[Stored items from a collection]
>>
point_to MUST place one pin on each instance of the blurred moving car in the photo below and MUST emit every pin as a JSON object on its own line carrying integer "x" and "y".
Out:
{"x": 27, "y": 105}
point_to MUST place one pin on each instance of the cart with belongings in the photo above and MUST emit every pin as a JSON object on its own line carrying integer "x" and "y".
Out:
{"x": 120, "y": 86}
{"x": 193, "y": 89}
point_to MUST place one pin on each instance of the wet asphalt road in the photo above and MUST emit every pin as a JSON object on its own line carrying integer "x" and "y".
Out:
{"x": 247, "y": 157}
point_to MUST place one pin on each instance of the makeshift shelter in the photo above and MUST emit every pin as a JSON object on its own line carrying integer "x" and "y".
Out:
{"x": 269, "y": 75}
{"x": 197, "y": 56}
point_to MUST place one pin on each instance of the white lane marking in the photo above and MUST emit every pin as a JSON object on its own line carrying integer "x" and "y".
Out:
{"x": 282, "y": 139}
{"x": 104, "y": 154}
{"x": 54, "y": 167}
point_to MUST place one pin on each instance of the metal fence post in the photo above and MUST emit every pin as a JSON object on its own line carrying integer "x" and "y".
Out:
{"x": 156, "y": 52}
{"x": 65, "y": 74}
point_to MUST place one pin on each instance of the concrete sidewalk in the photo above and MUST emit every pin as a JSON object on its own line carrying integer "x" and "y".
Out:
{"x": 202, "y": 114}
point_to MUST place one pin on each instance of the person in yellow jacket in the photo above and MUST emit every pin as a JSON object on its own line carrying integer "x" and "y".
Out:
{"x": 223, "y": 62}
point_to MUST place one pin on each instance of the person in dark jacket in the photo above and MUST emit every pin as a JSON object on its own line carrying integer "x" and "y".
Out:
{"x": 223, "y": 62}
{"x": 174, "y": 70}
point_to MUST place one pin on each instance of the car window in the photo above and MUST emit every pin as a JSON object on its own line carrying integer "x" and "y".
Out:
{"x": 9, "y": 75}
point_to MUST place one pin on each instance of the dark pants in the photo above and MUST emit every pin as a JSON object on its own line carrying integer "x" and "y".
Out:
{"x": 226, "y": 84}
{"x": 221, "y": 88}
<<
> Assigned task: Read the entries above, then pull out the lines that include "jacket".

> Response:
point_to MUST place one pin on each instance of the person in yellow jacket in the photo above and MUST emit every pin as a JSON object on its own line carrying integer "x" and "y".
point_to MUST place one pin on each instance of the person in dark jacket in the photo above and MUST emit every pin as a JSON object on its own line carrying integer "x" and "y".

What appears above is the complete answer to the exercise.